[Data shown]
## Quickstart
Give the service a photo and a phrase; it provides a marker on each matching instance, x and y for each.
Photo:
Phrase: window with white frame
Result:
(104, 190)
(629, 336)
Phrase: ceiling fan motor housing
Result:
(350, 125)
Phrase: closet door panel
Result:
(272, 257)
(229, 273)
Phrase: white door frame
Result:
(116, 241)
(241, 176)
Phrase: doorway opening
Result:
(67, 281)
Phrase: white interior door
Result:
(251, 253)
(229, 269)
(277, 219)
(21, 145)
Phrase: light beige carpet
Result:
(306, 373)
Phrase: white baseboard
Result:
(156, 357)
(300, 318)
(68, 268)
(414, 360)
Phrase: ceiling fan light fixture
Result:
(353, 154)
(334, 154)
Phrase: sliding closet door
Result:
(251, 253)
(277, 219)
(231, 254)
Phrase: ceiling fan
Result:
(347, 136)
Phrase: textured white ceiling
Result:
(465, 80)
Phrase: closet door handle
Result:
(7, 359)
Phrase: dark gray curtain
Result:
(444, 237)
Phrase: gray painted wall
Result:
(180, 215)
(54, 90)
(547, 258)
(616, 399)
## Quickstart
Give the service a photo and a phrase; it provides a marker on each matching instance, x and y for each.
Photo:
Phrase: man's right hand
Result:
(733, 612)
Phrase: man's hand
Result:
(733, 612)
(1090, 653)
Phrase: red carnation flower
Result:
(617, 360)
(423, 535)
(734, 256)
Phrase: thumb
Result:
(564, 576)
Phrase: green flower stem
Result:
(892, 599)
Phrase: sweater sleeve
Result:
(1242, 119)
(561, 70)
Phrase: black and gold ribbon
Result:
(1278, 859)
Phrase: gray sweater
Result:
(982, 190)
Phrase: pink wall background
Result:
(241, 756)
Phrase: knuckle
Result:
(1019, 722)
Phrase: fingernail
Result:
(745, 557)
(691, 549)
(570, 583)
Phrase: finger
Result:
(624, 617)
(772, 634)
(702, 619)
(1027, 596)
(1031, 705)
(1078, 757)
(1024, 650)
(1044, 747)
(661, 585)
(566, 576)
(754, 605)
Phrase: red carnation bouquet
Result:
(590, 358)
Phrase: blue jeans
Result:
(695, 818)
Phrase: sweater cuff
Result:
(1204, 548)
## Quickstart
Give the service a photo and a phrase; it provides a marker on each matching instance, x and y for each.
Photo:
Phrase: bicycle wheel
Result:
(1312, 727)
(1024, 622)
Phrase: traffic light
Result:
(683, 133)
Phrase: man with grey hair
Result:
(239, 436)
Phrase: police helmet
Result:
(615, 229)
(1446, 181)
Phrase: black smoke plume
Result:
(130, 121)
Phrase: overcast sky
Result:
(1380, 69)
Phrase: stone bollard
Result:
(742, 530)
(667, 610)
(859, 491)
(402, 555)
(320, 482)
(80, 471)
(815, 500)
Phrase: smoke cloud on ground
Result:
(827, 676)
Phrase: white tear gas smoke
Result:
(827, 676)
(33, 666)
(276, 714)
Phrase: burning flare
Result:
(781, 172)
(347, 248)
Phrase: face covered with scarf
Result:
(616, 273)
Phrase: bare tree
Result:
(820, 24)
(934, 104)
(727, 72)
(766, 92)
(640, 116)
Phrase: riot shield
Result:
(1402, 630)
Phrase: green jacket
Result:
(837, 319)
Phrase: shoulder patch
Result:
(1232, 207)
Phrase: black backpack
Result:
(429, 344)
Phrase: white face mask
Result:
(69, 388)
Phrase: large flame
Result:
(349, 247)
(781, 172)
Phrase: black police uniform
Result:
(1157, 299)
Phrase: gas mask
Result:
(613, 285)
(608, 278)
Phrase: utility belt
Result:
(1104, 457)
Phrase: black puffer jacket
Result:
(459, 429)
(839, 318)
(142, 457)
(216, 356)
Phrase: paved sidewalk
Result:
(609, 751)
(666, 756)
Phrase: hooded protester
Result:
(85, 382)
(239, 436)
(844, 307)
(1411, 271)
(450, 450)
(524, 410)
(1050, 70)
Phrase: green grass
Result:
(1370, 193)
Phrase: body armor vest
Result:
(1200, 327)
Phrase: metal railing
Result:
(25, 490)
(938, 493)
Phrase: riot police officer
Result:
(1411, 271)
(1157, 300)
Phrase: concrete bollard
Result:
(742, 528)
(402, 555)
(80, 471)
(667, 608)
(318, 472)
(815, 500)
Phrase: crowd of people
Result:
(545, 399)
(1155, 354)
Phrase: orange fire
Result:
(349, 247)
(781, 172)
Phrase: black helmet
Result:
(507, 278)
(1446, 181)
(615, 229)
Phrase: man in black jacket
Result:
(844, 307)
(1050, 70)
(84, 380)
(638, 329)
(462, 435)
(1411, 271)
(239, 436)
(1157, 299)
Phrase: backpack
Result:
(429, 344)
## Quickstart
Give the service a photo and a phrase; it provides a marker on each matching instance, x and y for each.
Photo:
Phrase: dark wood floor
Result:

[Problem to solve] Render every line of the items above as a Markdown table with two columns, Row and Line, numbering each row and omitting blank lines.

[Answer for this exercise]
| Row | Line |
|---|---|
| 1 | ## Quickstart |
| 2 | Give the service a photo and a phrase; it provides a marker on each matching instance, x and y for each. |
| 3 | Photo: |
| 4 | Phrase: window with white frame |
| 5 | Result: |
| 6 | (104, 190) |
| 7 | (629, 336) |
| 8 | Phrase: ceiling fan motor housing |
| 9 | Result: |
| 10 | (350, 125) |
| 11 | Phrase: closet door panel |
| 12 | Result: |
| 13 | (272, 257) |
| 14 | (229, 273) |
| 15 | Phrase: white door frame |
| 16 | Result: |
| 17 | (116, 241) |
| 18 | (241, 176) |
| 19 | Phrase: doorway opening |
| 20 | Result: |
| 21 | (67, 281) |
| 22 | Phrase: white interior door |
| 23 | Result: |
| 24 | (251, 253) |
| 25 | (229, 269) |
| 26 | (277, 219) |
| 27 | (21, 145) |
| 28 | Phrase: light beige carpet |
| 29 | Result: |
| 30 | (306, 373) |
| 31 | Phrase: white baseboard |
| 32 | Result: |
| 33 | (156, 357) |
| 34 | (300, 318) |
| 35 | (68, 268) |
| 36 | (414, 360) |
| 37 | Phrase: ceiling fan light fixture |
| 38 | Result: |
| 39 | (353, 154) |
| 40 | (334, 154) |
| 41 | Phrase: sliding closet door |
| 42 | Result: |
| 43 | (251, 253) |
| 44 | (277, 219) |
| 45 | (231, 254) |
| 46 | Phrase: ceiling fan |
| 47 | Result: |
| 48 | (347, 136) |
| 49 | Phrase: textured white ceiling |
| 50 | Result: |
| 51 | (465, 80) |
| 52 | Phrase: closet door handle |
| 53 | Result: |
| 54 | (7, 359) |
| 55 | Phrase: dark gray curtain |
| 56 | Result: |
| 57 | (444, 237) |
| 58 | Phrase: gray painted wall |
| 59 | Result: |
| 60 | (180, 215) |
| 61 | (54, 90) |
| 62 | (547, 258) |
| 63 | (616, 399) |
| 64 | ## Quickstart |
| 65 | Give the service a photo and a phrase; it provides a marker on each matching instance, x and y for each. |
| 66 | Photo: |
| 67 | Phrase: man's right hand |
| 68 | Result: |
| 69 | (733, 612) |
| 70 | Phrase: man's hand |
| 71 | Result: |
| 72 | (733, 612) |
| 73 | (1090, 653) |
| 74 | Phrase: red carnation flower |
| 75 | Result: |
| 76 | (617, 360) |
| 77 | (423, 535) |
| 78 | (734, 256) |
| 79 | Phrase: thumb |
| 80 | Result: |
| 81 | (564, 576) |
| 82 | Phrase: green flower stem |
| 83 | Result: |
| 84 | (892, 599) |
| 85 | Phrase: sweater sleeve |
| 86 | Result: |
| 87 | (1242, 119) |
| 88 | (561, 70) |
| 89 | Phrase: black and gold ribbon |
| 90 | Result: |
| 91 | (1278, 859) |
| 92 | Phrase: gray sweater |
| 93 | Result: |
| 94 | (982, 190) |
| 95 | Phrase: pink wall background |
| 96 | Result: |
| 97 | (241, 756) |
| 98 | Phrase: knuckle |
| 99 | Result: |
| 100 | (1019, 722) |
| 101 | Phrase: fingernail |
| 102 | Result: |
| 103 | (745, 557) |
| 104 | (691, 549) |
| 105 | (570, 583) |
| 106 | Phrase: finger |
| 107 | Result: |
| 108 | (624, 617) |
| 109 | (772, 634) |
| 110 | (702, 619) |
| 111 | (1027, 596) |
| 112 | (1031, 705) |
| 113 | (1078, 757) |
| 114 | (1024, 650) |
| 115 | (1044, 747) |
| 116 | (661, 585) |
| 117 | (566, 576) |
| 118 | (754, 605) |
| 119 | Phrase: red carnation bouquet |
| 120 | Result: |
| 121 | (590, 358) |
| 122 | Phrase: blue jeans |
| 123 | Result: |
| 124 | (695, 818) |
| 125 | Phrase: sweater cuff |
| 126 | Result: |
| 127 | (1204, 548) |
| 128 | ## Quickstart |
| 129 | Give the service a photo and a phrase; it provides a marker on each matching instance, x and y for each. |
| 130 | Photo: |
| 131 | Phrase: bicycle wheel |
| 132 | Result: |
| 133 | (1312, 727) |
| 134 | (1024, 622) |
| 135 | Phrase: traffic light |
| 136 | Result: |
| 137 | (683, 133) |
| 138 | Phrase: man with grey hair |
| 139 | Result: |
| 140 | (239, 436) |
| 141 | Phrase: police helmet |
| 142 | Result: |
| 143 | (615, 229) |
| 144 | (1446, 181) |
| 145 | Phrase: black smoke plume |
| 146 | Result: |
| 147 | (130, 121) |
| 148 | Phrase: overcast sky |
| 149 | Result: |
| 150 | (1380, 69) |
| 151 | Phrase: stone bollard |
| 152 | Result: |
| 153 | (742, 530) |
| 154 | (667, 610) |
| 155 | (859, 491) |
| 156 | (402, 555) |
| 157 | (320, 482) |
| 158 | (80, 471) |
| 159 | (815, 500) |
| 160 | Phrase: smoke cloud on ground |
| 161 | Result: |
| 162 | (827, 676) |
| 163 | Phrase: white tear gas smoke |
| 164 | Result: |
| 165 | (827, 676) |
| 166 | (33, 666) |
| 167 | (276, 714) |
| 168 | Phrase: burning flare |
| 169 | Result: |
| 170 | (781, 172) |
| 171 | (347, 248) |
| 172 | Phrase: face covered with scarf |
| 173 | Result: |
| 174 | (616, 273) |
| 175 | Phrase: bare tree |
| 176 | Result: |
| 177 | (820, 24) |
| 178 | (934, 104) |
| 179 | (727, 72) |
| 180 | (766, 92) |
| 181 | (640, 116) |
| 182 | Phrase: riot shield |
| 183 | Result: |
| 184 | (1402, 630) |
| 185 | Phrase: green jacket |
| 186 | Result: |
| 187 | (837, 319) |
| 188 | Phrase: shoulder patch |
| 189 | Result: |
| 190 | (1232, 207) |
| 191 | Phrase: black backpack |
| 192 | Result: |
| 193 | (429, 344) |
| 194 | Phrase: white face mask |
| 195 | Result: |
| 196 | (69, 388) |
| 197 | Phrase: large flame |
| 198 | Result: |
| 199 | (349, 247) |
| 200 | (781, 172) |
| 201 | Phrase: black police uniform |
| 202 | Result: |
| 203 | (1157, 299) |
| 204 | Phrase: gas mask |
| 205 | Result: |
| 206 | (613, 285) |
| 207 | (608, 278) |
| 208 | Phrase: utility belt |
| 209 | Result: |
| 210 | (1104, 457) |
| 211 | Phrase: black puffer jacket |
| 212 | Result: |
| 213 | (459, 429) |
| 214 | (839, 318) |
| 215 | (142, 457) |
| 216 | (216, 356) |
| 217 | Phrase: paved sidewalk |
| 218 | Result: |
| 219 | (609, 751) |
| 220 | (666, 756) |
| 221 | Phrase: hooded protester |
| 222 | Result: |
| 223 | (85, 382) |
| 224 | (239, 436) |
| 225 | (844, 307) |
| 226 | (1411, 271) |
| 227 | (450, 450) |
| 228 | (524, 410) |
| 229 | (1050, 70) |
| 230 | Phrase: green grass |
| 231 | Result: |
| 232 | (1370, 193) |
| 233 | Phrase: body armor vest |
| 234 | Result: |
| 235 | (1200, 327) |
| 236 | Phrase: metal railing |
| 237 | Result: |
| 238 | (25, 490) |
| 239 | (938, 493) |
| 240 | Phrase: riot police officer |
| 241 | Result: |
| 242 | (1411, 271) |
| 243 | (1157, 300) |
| 244 | Phrase: concrete bollard |
| 245 | Result: |
| 246 | (742, 528) |
| 247 | (402, 555) |
| 248 | (80, 471) |
| 249 | (667, 608) |
| 250 | (318, 472) |
| 251 | (815, 500) |
| 252 | Phrase: crowd of people |
| 253 | Result: |
| 254 | (545, 399) |
| 255 | (1155, 354) |
| 256 | Phrase: orange fire |
| 257 | Result: |
| 258 | (349, 247) |
| 259 | (781, 172) |
| 260 | Phrase: black helmet |
| 261 | Result: |
| 262 | (507, 278) |
| 263 | (1446, 181) |
| 264 | (615, 229) |
| 265 | Phrase: man in black jacket |
| 266 | Result: |
| 267 | (844, 307) |
| 268 | (1050, 70) |
| 269 | (84, 380) |
| 270 | (638, 329) |
| 271 | (462, 435) |
| 272 | (1411, 271) |
| 273 | (239, 436) |
| 274 | (1157, 299) |
| 275 | Phrase: backpack |
| 276 | Result: |
| 277 | (429, 344) |
| 278 | ## Quickstart |
| 279 | Give the service a photo and a phrase; it provides a marker on each matching instance, x and y for each. |
| 280 | Photo: |
| 281 | Phrase: dark wood floor |
| 282 | Result: |